[Data records Boundary: Start]

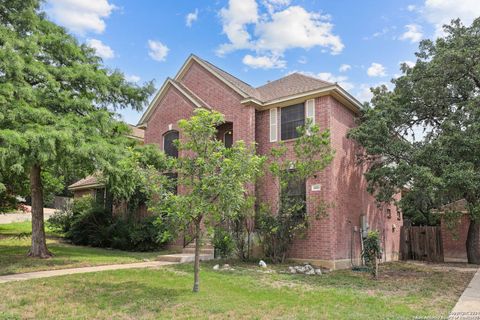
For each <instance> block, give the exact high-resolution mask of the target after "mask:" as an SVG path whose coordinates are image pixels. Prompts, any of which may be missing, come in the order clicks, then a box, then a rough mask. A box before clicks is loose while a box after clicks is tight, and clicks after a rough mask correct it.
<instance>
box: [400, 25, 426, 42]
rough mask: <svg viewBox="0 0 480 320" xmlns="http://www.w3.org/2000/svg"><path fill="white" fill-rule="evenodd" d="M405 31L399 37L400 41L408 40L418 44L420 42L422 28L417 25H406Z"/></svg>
mask: <svg viewBox="0 0 480 320" xmlns="http://www.w3.org/2000/svg"><path fill="white" fill-rule="evenodd" d="M405 28H406V29H407V31H405V33H404V34H402V35H401V36H400V40H410V42H419V41H420V40H422V37H423V33H422V27H421V26H419V25H418V24H413V23H412V24H407V25H406V26H405Z"/></svg>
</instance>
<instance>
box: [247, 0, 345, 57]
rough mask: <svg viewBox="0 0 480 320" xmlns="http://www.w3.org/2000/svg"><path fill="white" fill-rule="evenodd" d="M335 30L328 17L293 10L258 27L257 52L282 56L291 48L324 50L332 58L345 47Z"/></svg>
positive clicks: (316, 13)
mask: <svg viewBox="0 0 480 320" xmlns="http://www.w3.org/2000/svg"><path fill="white" fill-rule="evenodd" d="M332 29H333V24H331V23H330V22H329V21H328V19H327V17H326V16H322V15H321V14H319V13H314V12H308V11H306V10H305V9H304V8H302V7H299V6H291V7H288V8H286V9H285V10H283V11H278V12H275V13H273V14H272V15H271V20H269V21H263V22H261V23H259V24H257V26H256V30H255V32H256V33H257V34H258V35H259V39H258V40H257V41H256V48H258V49H260V50H269V51H272V52H277V53H279V54H281V53H283V52H284V51H285V50H287V49H291V48H303V49H310V48H312V47H315V46H321V47H326V48H329V49H330V52H331V53H332V54H338V53H340V52H341V51H342V50H343V48H344V45H343V43H342V41H341V40H340V37H338V36H336V35H334V34H333V33H332Z"/></svg>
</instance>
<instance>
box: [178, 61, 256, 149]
mask: <svg viewBox="0 0 480 320" xmlns="http://www.w3.org/2000/svg"><path fill="white" fill-rule="evenodd" d="M180 82H181V83H182V84H183V85H185V86H186V87H188V88H189V89H190V90H192V91H193V92H195V94H196V95H197V96H199V97H200V98H201V99H202V100H203V101H205V102H206V103H207V104H208V105H209V106H210V107H212V108H213V109H214V110H216V111H218V112H221V113H222V114H223V115H224V116H225V120H226V121H228V122H232V123H233V141H237V140H243V141H245V143H247V144H251V143H253V142H254V141H255V130H254V128H255V109H254V108H253V107H252V106H244V105H242V104H241V103H240V101H241V100H242V97H241V96H240V95H239V94H238V93H237V92H235V91H234V90H233V89H231V88H230V87H229V86H227V85H226V84H225V83H223V82H222V81H220V80H219V79H218V78H217V77H215V76H213V75H211V74H210V73H209V72H208V71H207V70H205V69H204V68H203V67H202V66H200V65H199V64H197V63H193V64H192V66H191V67H190V69H189V70H188V71H187V72H186V73H185V74H184V75H183V77H182V79H180Z"/></svg>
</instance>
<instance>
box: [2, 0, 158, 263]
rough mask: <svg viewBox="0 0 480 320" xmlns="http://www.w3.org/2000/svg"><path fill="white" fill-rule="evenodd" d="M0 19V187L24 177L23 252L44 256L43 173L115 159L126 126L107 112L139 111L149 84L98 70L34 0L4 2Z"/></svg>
mask: <svg viewBox="0 0 480 320" xmlns="http://www.w3.org/2000/svg"><path fill="white" fill-rule="evenodd" d="M0 22H1V23H0V168H1V178H2V182H1V184H0V186H1V188H2V189H4V190H5V189H6V190H8V188H10V186H9V184H10V182H11V179H8V178H9V177H13V176H16V177H20V178H23V179H25V177H29V179H30V192H31V195H32V248H31V252H30V253H31V255H33V256H37V257H47V256H49V253H48V250H47V249H46V245H45V235H44V231H43V229H44V227H43V188H42V172H45V171H48V172H51V173H52V172H53V173H55V174H58V173H62V172H65V171H66V170H70V169H72V168H81V169H82V170H83V171H84V172H90V173H91V172H93V171H95V170H96V169H99V168H101V167H102V165H104V164H106V163H108V162H111V161H115V159H117V158H118V157H120V153H119V152H118V151H120V150H121V149H122V148H123V147H124V146H125V145H127V144H128V142H127V140H126V139H127V138H126V137H125V134H126V133H127V132H128V131H129V129H128V126H127V125H125V124H123V123H121V122H119V121H118V120H117V117H116V115H115V113H114V111H113V110H115V109H117V108H126V107H132V108H133V109H135V110H141V109H142V107H143V105H144V104H145V102H146V99H147V98H148V96H149V95H150V94H151V93H152V91H153V86H152V84H151V83H147V84H146V85H145V86H137V85H135V84H132V83H129V82H127V81H126V80H125V78H124V76H123V74H122V73H121V72H120V71H117V70H115V71H112V70H108V69H106V68H104V67H103V66H102V60H101V59H100V58H99V57H98V56H96V55H95V51H94V49H92V48H89V47H88V46H86V45H85V44H80V43H78V41H77V40H76V39H75V38H74V37H73V36H71V35H69V34H68V33H67V32H66V31H65V30H64V29H63V28H61V27H59V26H57V25H55V24H54V23H52V22H50V21H49V20H47V19H46V17H45V14H44V13H42V12H40V2H39V1H38V0H25V1H23V0H22V1H19V0H6V1H3V2H2V3H1V4H0ZM5 178H7V180H3V179H5ZM23 181H24V180H23Z"/></svg>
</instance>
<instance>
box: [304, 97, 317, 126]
mask: <svg viewBox="0 0 480 320" xmlns="http://www.w3.org/2000/svg"><path fill="white" fill-rule="evenodd" d="M306 109H307V116H306V118H307V119H310V120H311V121H312V124H315V99H310V100H307V108H306Z"/></svg>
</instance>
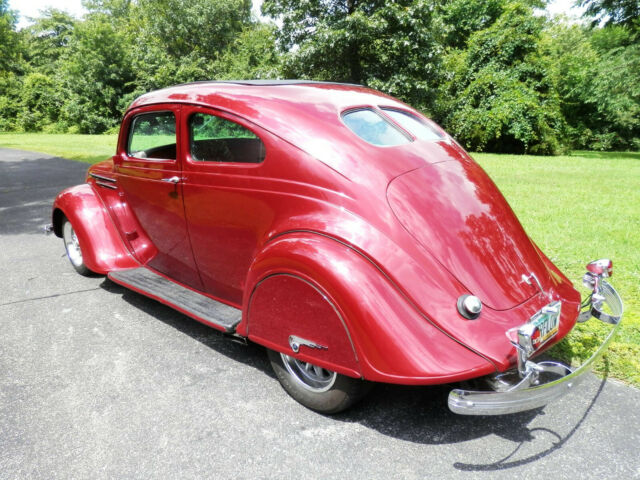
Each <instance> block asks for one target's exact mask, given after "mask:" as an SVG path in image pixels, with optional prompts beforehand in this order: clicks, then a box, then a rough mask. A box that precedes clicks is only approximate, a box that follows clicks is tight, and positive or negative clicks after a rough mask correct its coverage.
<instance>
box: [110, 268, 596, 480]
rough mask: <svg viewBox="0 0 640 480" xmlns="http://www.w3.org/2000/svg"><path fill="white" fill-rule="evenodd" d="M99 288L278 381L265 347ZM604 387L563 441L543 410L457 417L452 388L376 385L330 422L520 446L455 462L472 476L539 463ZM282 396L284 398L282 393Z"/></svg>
mask: <svg viewBox="0 0 640 480" xmlns="http://www.w3.org/2000/svg"><path fill="white" fill-rule="evenodd" d="M101 287H102V288H103V289H105V290H107V291H109V292H111V293H115V294H119V295H122V298H123V300H125V301H126V302H128V303H129V304H131V305H132V306H134V307H136V308H139V309H141V310H142V311H144V312H145V313H148V314H149V315H151V316H153V317H154V318H157V319H158V320H160V321H162V322H164V323H166V324H167V325H170V326H172V327H173V328H175V329H177V330H179V331H180V332H182V333H184V334H186V335H189V336H190V337H192V338H193V339H195V340H197V341H198V342H200V343H202V344H204V345H206V346H207V347H209V348H211V349H213V350H215V351H216V352H218V353H220V354H222V355H225V356H226V357H228V358H230V359H232V360H234V361H237V362H241V363H243V364H245V365H249V366H251V367H253V368H256V369H258V370H260V371H261V372H263V373H265V374H266V375H268V376H269V377H271V378H273V379H274V381H276V379H275V375H274V374H273V372H272V370H271V366H270V364H269V361H268V360H267V358H266V355H265V353H264V349H263V348H262V347H260V346H258V345H255V344H252V343H249V345H247V346H243V345H238V344H236V343H234V342H231V341H229V339H227V338H225V337H224V336H223V335H222V334H221V333H220V332H218V331H217V330H214V329H212V328H209V327H207V326H205V325H202V324H200V323H198V322H197V321H195V320H193V319H191V318H189V317H187V316H186V315H183V314H181V313H179V312H177V311H175V310H173V309H171V308H170V307H167V306H165V305H163V304H161V303H159V302H156V301H155V300H152V299H149V298H147V297H145V296H143V295H140V294H138V293H135V292H133V291H131V290H128V289H126V288H125V287H122V286H120V285H117V284H115V283H113V282H111V281H110V280H108V279H105V281H104V282H103V283H102V284H101ZM605 381H606V379H604V380H602V382H601V383H600V386H599V389H598V391H597V393H596V394H595V396H594V397H593V399H592V400H591V403H590V404H589V406H588V407H587V408H586V409H585V412H584V413H583V415H582V417H581V418H580V420H579V421H578V422H577V423H576V424H575V425H574V426H573V427H572V429H571V430H570V431H569V433H568V434H566V435H564V436H561V435H560V434H558V433H557V432H555V431H553V430H551V429H549V428H541V427H533V428H532V427H529V424H530V423H531V422H532V421H533V420H534V419H535V418H536V417H538V416H539V415H545V412H544V411H543V410H542V408H540V409H536V410H531V411H528V412H521V413H517V414H512V415H503V416H496V417H483V416H461V415H455V414H453V413H451V412H450V411H449V409H448V407H447V396H448V394H449V391H450V390H451V386H450V385H438V386H429V387H424V386H402V385H389V384H378V385H376V386H375V388H374V389H373V390H372V392H371V393H370V394H369V395H368V396H367V397H366V398H365V399H364V400H363V401H362V402H361V403H359V404H357V405H356V406H355V407H354V408H352V409H351V410H348V411H347V412H343V413H341V414H337V415H334V416H332V418H333V419H335V420H336V421H341V422H346V423H359V424H361V425H363V426H365V427H367V428H370V429H372V430H375V431H378V432H380V433H381V434H383V435H386V436H390V437H394V438H397V439H401V440H405V441H408V442H412V443H418V444H431V445H439V444H455V443H462V442H466V441H469V440H473V439H478V438H483V437H486V436H488V435H491V434H493V435H496V436H499V437H501V438H503V439H505V440H509V441H511V442H514V443H516V444H517V445H516V447H515V448H512V447H511V446H509V449H510V451H509V452H505V455H504V456H503V457H502V458H501V459H500V460H499V461H495V462H492V463H487V464H470V463H462V462H457V463H455V464H454V465H453V466H454V468H456V469H458V470H460V471H469V472H482V471H497V470H506V469H509V468H514V467H518V466H522V465H525V464H528V463H532V462H535V461H537V460H540V459H542V458H544V457H546V456H547V455H549V454H551V453H553V452H555V451H556V450H558V449H560V448H562V446H563V445H564V444H565V443H566V442H567V441H568V440H569V439H570V438H571V437H572V436H573V435H574V434H575V433H576V431H577V430H578V429H579V428H580V426H581V425H582V423H583V422H584V421H585V419H586V418H587V416H588V414H589V412H590V411H591V409H592V407H593V406H594V404H595V402H596V400H597V399H598V397H599V395H600V393H601V392H602V390H603V388H604V385H605ZM282 395H285V393H284V392H282ZM540 432H544V433H546V434H548V435H549V436H551V437H552V438H553V444H552V446H551V447H549V448H545V449H544V450H541V451H539V452H536V453H535V454H531V455H529V456H527V457H525V458H520V459H517V460H510V459H512V458H513V457H514V456H516V454H517V453H518V452H519V450H520V449H521V447H522V446H523V445H524V444H525V443H527V442H533V441H534V440H535V438H536V437H535V436H536V434H539V433H540Z"/></svg>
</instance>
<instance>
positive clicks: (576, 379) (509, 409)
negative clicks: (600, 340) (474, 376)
mask: <svg viewBox="0 0 640 480" xmlns="http://www.w3.org/2000/svg"><path fill="white" fill-rule="evenodd" d="M584 281H585V284H588V285H589V286H590V287H592V288H593V294H592V295H591V296H590V297H589V298H588V299H587V304H586V305H585V306H586V307H587V310H585V311H583V312H582V313H581V314H580V315H579V317H578V322H585V321H587V320H589V319H590V318H591V317H594V318H596V319H598V320H600V321H601V322H604V323H608V324H611V325H613V328H612V329H611V331H610V332H609V335H608V336H607V338H606V339H605V340H604V342H603V343H602V345H601V346H600V348H598V350H597V351H596V352H595V353H594V354H593V355H592V356H591V357H590V358H589V359H588V360H587V361H586V362H585V363H584V364H582V365H581V366H580V367H577V368H575V369H574V368H571V367H569V366H567V365H564V364H562V363H558V362H551V361H542V362H538V363H535V362H532V361H530V360H528V357H529V355H530V354H531V353H532V351H531V350H530V349H527V347H528V346H530V344H529V345H527V344H526V342H522V337H521V336H520V333H521V331H522V329H521V331H519V337H520V339H519V341H518V344H515V343H514V345H515V347H516V349H517V353H518V369H517V370H513V371H509V372H505V373H499V374H497V375H494V376H493V377H491V378H490V380H489V382H490V384H491V386H492V388H494V391H472V390H461V389H455V390H452V391H451V392H450V393H449V409H450V410H451V411H452V412H454V413H457V414H461V415H504V414H508V413H516V412H522V411H525V410H531V409H534V408H538V407H541V406H543V405H546V404H547V403H549V402H551V401H553V400H555V399H557V398H560V397H561V396H563V395H565V394H566V393H568V392H569V391H571V390H572V389H573V387H575V386H576V385H577V384H578V383H579V382H580V381H581V380H582V379H583V378H584V374H585V373H586V372H588V371H589V370H591V367H592V365H593V363H594V362H595V361H596V360H597V359H598V358H599V357H600V356H601V355H602V354H603V353H604V352H605V351H606V349H607V347H608V345H609V343H610V342H611V340H612V339H613V337H614V336H615V334H616V332H617V331H618V329H619V328H620V324H621V321H620V320H621V318H622V313H623V304H622V300H621V299H620V296H619V295H618V292H616V291H615V289H614V288H613V287H612V286H611V285H610V284H609V283H607V282H606V281H605V280H604V279H603V278H602V276H599V275H593V274H590V273H587V274H586V275H585V278H584ZM604 310H606V313H605V311H604ZM548 377H552V378H551V379H550V380H548V381H546V382H544V383H542V379H543V378H544V379H547V378H548ZM554 377H555V379H554ZM514 378H515V381H514V380H512V381H510V380H511V379H514Z"/></svg>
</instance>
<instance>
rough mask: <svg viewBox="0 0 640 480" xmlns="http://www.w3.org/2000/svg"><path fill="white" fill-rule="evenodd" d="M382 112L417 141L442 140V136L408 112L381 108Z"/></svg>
mask: <svg viewBox="0 0 640 480" xmlns="http://www.w3.org/2000/svg"><path fill="white" fill-rule="evenodd" d="M382 111H383V112H384V113H386V114H387V115H389V116H390V117H391V119H392V120H393V121H394V122H397V123H398V125H400V126H401V127H402V128H404V129H405V130H406V131H407V132H410V133H412V134H413V135H415V137H416V138H417V139H419V140H431V141H434V140H442V135H440V133H439V132H438V131H437V130H435V129H434V128H432V127H431V126H430V125H428V124H426V123H425V122H423V121H422V120H421V119H420V118H418V117H416V116H415V115H412V114H410V113H408V112H403V111H401V110H394V109H391V108H383V109H382Z"/></svg>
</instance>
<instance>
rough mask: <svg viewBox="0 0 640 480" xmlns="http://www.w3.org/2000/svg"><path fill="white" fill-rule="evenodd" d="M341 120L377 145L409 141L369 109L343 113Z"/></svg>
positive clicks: (373, 111)
mask: <svg viewBox="0 0 640 480" xmlns="http://www.w3.org/2000/svg"><path fill="white" fill-rule="evenodd" d="M342 120H343V121H344V123H345V125H346V126H347V127H349V129H350V130H351V131H352V132H353V133H355V134H356V135H358V136H359V137H360V138H362V139H363V140H365V141H367V142H369V143H372V144H373V145H377V146H379V147H392V146H395V145H403V144H405V143H409V142H410V141H411V140H410V139H409V138H407V136H406V135H405V134H404V133H402V132H401V131H400V130H399V129H398V128H396V127H395V126H394V125H392V124H391V123H390V122H388V121H387V120H386V119H385V118H383V117H382V116H381V115H378V114H377V113H376V112H374V111H373V110H370V109H362V110H352V111H350V112H347V113H344V114H343V115H342Z"/></svg>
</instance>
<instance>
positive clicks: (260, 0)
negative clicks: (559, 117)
mask: <svg viewBox="0 0 640 480" xmlns="http://www.w3.org/2000/svg"><path fill="white" fill-rule="evenodd" d="M574 1H575V0H552V1H551V2H550V3H549V6H548V7H547V11H548V12H549V13H551V14H554V15H556V14H560V13H564V14H566V15H569V16H573V17H579V16H580V11H581V10H580V9H576V8H572V4H573V3H574ZM261 4H262V0H253V10H254V12H256V13H258V14H259V13H260V5H261ZM46 7H54V8H57V9H59V10H66V11H67V12H69V13H71V14H72V15H74V16H76V17H80V16H81V15H82V14H83V13H84V9H83V8H82V1H81V0H27V1H25V0H9V8H11V9H12V10H17V11H18V13H19V15H20V19H19V20H18V28H19V29H20V28H23V27H25V26H26V25H28V24H29V23H30V22H29V21H28V18H27V17H37V16H38V15H39V12H40V10H42V9H44V8H46Z"/></svg>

[Data records Boundary: End]

- **Your goal**: Gather each line of the records holding the string "exact".

- **Your solution**:
For each <instance> block, give the exact high-resolution mask of the target after "mask:" as an SVG path whose coordinates are image pixels. Prompts, any of which may be missing, come in the order clicks, then a box, then a rough mask. A box before clicks is loose while a box after clicks is tight, and clicks after a rough mask correct it.
Each <instance> block asks for one target's exact mask, given after "mask:" as an SVG path in image pixels, with optional prompts beforehand in this order: clicks, then a box, then a rough mask. A box that precedes clicks is only approximate, a box that follows clicks is tight, and positive or negative clicks after a rough mask correct its coverage.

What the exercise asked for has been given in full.